Each line of the data below holding the word "instance" must be copied.

» **Extracted records**
######

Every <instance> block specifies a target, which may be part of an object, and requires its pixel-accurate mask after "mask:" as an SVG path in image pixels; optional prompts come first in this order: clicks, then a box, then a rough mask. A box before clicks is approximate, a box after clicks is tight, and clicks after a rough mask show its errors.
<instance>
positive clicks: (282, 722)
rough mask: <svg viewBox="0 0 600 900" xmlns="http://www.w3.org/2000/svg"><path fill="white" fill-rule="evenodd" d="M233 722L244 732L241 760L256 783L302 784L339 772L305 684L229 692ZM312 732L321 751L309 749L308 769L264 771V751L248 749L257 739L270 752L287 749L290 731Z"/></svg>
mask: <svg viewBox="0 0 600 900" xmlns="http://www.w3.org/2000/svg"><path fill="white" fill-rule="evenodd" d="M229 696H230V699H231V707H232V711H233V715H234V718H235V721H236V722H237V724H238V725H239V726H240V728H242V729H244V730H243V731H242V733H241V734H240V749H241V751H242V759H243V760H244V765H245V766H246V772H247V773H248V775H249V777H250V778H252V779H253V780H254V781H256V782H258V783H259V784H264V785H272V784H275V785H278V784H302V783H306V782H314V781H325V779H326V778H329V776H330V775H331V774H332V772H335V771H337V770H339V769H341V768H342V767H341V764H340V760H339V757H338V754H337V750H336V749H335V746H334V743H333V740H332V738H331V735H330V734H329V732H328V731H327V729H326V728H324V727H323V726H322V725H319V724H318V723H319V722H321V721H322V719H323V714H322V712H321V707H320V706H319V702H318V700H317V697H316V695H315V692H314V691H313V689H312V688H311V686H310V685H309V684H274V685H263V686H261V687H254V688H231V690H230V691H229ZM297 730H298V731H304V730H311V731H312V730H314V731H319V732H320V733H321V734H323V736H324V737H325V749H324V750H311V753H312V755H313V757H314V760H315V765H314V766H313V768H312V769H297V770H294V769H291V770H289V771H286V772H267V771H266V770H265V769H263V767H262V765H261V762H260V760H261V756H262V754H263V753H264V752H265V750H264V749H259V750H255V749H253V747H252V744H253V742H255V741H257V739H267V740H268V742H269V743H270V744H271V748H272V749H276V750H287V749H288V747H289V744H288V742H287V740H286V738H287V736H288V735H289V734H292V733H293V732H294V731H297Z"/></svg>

######

» **Problem solution**
Every <instance> block specifies a target, which may be part of an object, and requires its pixel-accurate mask after "mask:" as an SVG path in image pixels; optional prompts come first in this order: clicks, then a box, then a rough mask. A box before clicks is approximate, a box after clicks is tight, and clicks after a rough mask show its errors.
<instance>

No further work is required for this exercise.